Output the data below exactly. Leave nothing out.

** Supplied data follows **

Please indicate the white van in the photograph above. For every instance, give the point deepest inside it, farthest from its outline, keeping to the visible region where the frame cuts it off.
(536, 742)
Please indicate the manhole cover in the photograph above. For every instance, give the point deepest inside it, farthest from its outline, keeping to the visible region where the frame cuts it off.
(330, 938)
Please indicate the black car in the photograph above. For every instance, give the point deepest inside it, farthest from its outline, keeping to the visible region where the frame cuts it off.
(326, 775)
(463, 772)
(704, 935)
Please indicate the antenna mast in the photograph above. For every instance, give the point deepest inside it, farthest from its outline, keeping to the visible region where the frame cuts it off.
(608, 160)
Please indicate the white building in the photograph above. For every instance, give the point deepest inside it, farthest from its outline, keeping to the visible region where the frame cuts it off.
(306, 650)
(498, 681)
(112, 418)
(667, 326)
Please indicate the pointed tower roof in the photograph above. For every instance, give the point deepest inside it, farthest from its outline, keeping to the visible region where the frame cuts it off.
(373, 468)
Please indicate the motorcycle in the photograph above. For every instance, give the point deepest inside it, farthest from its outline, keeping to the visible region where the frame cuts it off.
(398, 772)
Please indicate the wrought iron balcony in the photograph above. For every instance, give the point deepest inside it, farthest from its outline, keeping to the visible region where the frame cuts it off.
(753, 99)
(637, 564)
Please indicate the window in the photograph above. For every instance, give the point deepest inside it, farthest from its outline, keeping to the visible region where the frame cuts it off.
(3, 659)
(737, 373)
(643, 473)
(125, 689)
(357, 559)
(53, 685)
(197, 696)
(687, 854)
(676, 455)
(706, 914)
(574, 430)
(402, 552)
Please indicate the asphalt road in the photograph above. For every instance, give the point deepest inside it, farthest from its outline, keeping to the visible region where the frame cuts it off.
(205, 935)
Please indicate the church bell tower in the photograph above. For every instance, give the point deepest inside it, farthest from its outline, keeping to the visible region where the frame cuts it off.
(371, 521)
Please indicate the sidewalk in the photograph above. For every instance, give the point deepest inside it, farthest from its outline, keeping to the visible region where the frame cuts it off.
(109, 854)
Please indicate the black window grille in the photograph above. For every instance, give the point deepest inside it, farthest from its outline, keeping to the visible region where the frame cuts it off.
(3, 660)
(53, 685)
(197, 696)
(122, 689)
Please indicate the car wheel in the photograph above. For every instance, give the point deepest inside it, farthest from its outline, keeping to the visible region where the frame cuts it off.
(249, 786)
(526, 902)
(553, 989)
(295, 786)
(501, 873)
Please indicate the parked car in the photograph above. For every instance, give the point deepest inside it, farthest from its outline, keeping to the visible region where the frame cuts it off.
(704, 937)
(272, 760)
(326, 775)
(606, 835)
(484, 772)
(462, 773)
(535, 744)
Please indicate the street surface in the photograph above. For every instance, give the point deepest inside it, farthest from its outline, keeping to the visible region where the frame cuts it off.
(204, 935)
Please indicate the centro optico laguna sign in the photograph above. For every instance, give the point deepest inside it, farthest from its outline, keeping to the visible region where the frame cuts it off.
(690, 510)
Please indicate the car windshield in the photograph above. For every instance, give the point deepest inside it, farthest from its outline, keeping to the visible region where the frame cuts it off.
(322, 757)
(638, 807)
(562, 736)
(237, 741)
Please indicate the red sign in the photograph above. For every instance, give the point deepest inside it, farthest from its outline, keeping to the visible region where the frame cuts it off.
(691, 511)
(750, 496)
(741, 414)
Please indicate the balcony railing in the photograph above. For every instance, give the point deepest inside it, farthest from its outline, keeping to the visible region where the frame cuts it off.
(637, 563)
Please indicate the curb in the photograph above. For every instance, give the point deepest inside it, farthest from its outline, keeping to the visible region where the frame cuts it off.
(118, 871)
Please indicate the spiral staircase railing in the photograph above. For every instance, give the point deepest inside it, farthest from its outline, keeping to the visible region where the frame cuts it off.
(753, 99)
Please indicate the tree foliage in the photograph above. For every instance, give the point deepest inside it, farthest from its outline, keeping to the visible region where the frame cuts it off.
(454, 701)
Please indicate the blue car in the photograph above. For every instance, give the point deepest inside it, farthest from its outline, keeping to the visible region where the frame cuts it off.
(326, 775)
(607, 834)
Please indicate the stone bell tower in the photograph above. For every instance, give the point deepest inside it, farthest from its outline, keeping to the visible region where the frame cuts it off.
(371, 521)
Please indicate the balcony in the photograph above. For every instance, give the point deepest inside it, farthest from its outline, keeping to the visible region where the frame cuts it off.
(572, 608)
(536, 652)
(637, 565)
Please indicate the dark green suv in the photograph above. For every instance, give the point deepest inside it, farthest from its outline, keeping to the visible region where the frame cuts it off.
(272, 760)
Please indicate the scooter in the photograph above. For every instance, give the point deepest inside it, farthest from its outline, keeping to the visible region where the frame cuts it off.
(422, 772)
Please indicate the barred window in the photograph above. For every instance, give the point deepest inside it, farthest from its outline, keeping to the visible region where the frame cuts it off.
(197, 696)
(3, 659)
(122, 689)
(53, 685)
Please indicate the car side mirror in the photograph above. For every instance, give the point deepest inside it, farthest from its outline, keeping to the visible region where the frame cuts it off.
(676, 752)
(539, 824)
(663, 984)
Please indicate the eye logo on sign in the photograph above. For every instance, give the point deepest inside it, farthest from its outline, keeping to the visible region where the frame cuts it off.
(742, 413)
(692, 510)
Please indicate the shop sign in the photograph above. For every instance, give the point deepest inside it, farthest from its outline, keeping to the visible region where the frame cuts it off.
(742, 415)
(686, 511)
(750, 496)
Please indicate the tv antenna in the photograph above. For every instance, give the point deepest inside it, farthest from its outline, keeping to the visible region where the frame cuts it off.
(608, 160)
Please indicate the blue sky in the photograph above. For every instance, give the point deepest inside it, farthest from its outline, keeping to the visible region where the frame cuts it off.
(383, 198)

** End of Supplied data **

**Reply to the task:**
Please indicate the white van in the photograph above. For every instance, give the point deepest inside it, farthest from its outline, keeping to the visible region where the frame cuts it off.
(536, 742)
Please indicate the manhole cover in the photograph above. For every instance, give the point deepest inside it, farthest from its outline, keeping to the visible region where the frame cuts it off.
(330, 938)
Please indicate the black car in the photograph above. For every instance, give the point deepest inside it, farthest from its outline, keeping to the visible region where the frame cuts it off.
(326, 775)
(463, 772)
(704, 935)
Please indicate the antenna mast in the photograph above. For every instance, give the point deepest inside it, farthest from its outline, keeping to the visible region where the frame cuts it off.
(608, 160)
Please indicate the white building in the photograph above. For every instance, give the point deepest inside it, farthest from its outline, keeping to the visible region where the frame cuts it off.
(306, 650)
(498, 681)
(112, 418)
(667, 326)
Please indicate the pointed tower roof in the photograph above. For every instance, give the point deepest inside it, farthest from its outline, keeping to the visible region where the frame cuts it off.
(373, 468)
Please indicate the motorcycle in the photograph above. For every instance, give the point deepest inside it, farthest from its outline, keeping to the visible region where the frame cuts it off.
(398, 772)
Please indicate the wrought iron balcony in the photograph above. For every instance, give the point deepest inside it, farthest from its outline, keeping to the visible region where the frame cuts it off.
(753, 99)
(637, 564)
Please indicate the window in the photograph above. For every instance, give the point deepest inside it, farthest from its outline, keeping to the visible region where the frame cuts it off.
(3, 659)
(737, 373)
(643, 473)
(125, 689)
(357, 559)
(53, 685)
(197, 696)
(687, 854)
(676, 455)
(706, 914)
(574, 430)
(402, 552)
Please indicate the asphalt road in the photograph above. For every instance, give the point deepest inside it, farthest from its outline, keeping to the visible region where the frame cuts it off.
(205, 935)
Please indicate the church bell tower in the photograph above. For every instance, give the point deepest inside it, farthest from its outline, keeping to the visible region where the frame cuts it off.
(371, 521)
Please indicate the sidewalk in the photograph above. For every instance, give the point deepest inside it, farthest from its outline, keeping to the visible region where the frame cuts it off.
(109, 854)
Please indicate the black window grille in the photograph above. For every instance, give the point deepest inside it, farthest from its outline, keeping to the visible region where the frame cuts it off.
(3, 660)
(53, 685)
(197, 696)
(122, 689)
Please indicate the car wheel in the photograph above. For every instance, give the point deepest inside it, farthest from its outline, keeping to the visible region where the frame cuts it off.
(249, 786)
(526, 902)
(553, 989)
(295, 786)
(501, 873)
Please indicate the parked car in the photograph above. For every instance, give the point deepest inside it, farthest from its outline, keeping to the visible region where the frame cuts it off.
(704, 937)
(272, 760)
(326, 775)
(606, 835)
(484, 772)
(462, 773)
(535, 744)
Please indicate the street surface in the photograph above. For every instance, give the point deepest inside it, farthest from its outline, keeping to the visible region where the frame cuts it off.
(204, 935)
Please indicate the centro optico laguna sign in the photograph above. For every instance, give the point deepest inside it, farthest from its outline, keeping to the visible region where the frame cuts it off.
(690, 510)
Please indicate the car windshield in the photograph above. For every instance, give the point deepest inside it, farthest from its outline, keeping to the visible region where the frame cuts it off.
(322, 757)
(638, 807)
(562, 736)
(237, 741)
Please indicate the red sign in the photograph above. For every instance, give the point deepest inside it, farthest from its outline, keeping to the visible region where the frame cuts it off.
(691, 511)
(750, 496)
(741, 414)
Please indicate the balcony railing in the photograph above. For every instance, give the point deepest inside it, farthest from its outline, keeping to the visible region where the frame cuts it off.
(637, 563)
Please indicate the curb in the photograph above. For every instance, give the point deepest inside it, farthest from its outline, keeping to the visible region where the frame cuts it off.
(118, 871)
Please indicate the spiral staircase railing in the photograph above. For every instance, give the point deepest inside it, farthest from its outline, keeping to the visible region where the frame cuts it off.
(753, 99)
Please indicate the tree foliage in the photograph above. For every instance, give the point deepest inside it, farthest from its outline, keeping to the visible region where the frame cuts it off.
(454, 701)
Please indicate the blue car in the photograph above. For every instance, give the point deepest inside it, farthest from its outline, keeping to the visible region where the frame cuts it off.
(326, 775)
(607, 834)
Please indicate the stone bell tower in the photograph above. For every instance, give the point deepest inside it, farthest from its outline, keeping to the visible region where the frame cuts it off.
(371, 521)
Please indicate the balcony in the photograph above. For every instance, give the point deepest inside it, farthest from its outline, keeping to the visible region where the frame cuts it off.
(572, 608)
(536, 652)
(637, 565)
Please indicate the dark green suv in the photograph above. For every instance, give the point deepest inside it, farthest from its outline, keeping to the visible region where the frame cuts it off.
(272, 760)
Please indicate the scooter in the photograph above. For every instance, give the point deepest inside it, farthest from its outline, keeping to the visible region where the frame cuts it off.
(422, 772)
Please indicate the barred window in the photograph above. For every instance, give the point deepest inside it, farthest from its outline, keeping to the visible region where the frame cuts it off.
(197, 696)
(3, 659)
(122, 689)
(53, 685)
Please indicate the car side mirror in the photograph above. For every instance, give the point deepest inside it, farthest from its outline, keeping to the visible region where the frame cuts it off.
(676, 752)
(539, 824)
(663, 984)
Please indicate the eye logo on sign in the photograph above. For every instance, give the point deepest inside it, farthest from its outline, keeping to the visible region where the frame cuts it off.
(742, 413)
(692, 510)
Please indicate the shop sign in the photograph above. For every instance, give the point deepest inside it, farthest from its outline, keeping to the visible region where the frame cuts it off.
(742, 415)
(686, 511)
(750, 496)
Please indicate the tv antenna in the photograph above. For every instance, give the point deepest inside it, farthest from its outline, keeping to the visible region where the frame cuts it off.
(608, 160)
Please indicate the blue sky in the photograph above. For every instance, give the point deepest inside it, farthest from its outline, keeping to the visible region where the frame cuts it off.
(383, 198)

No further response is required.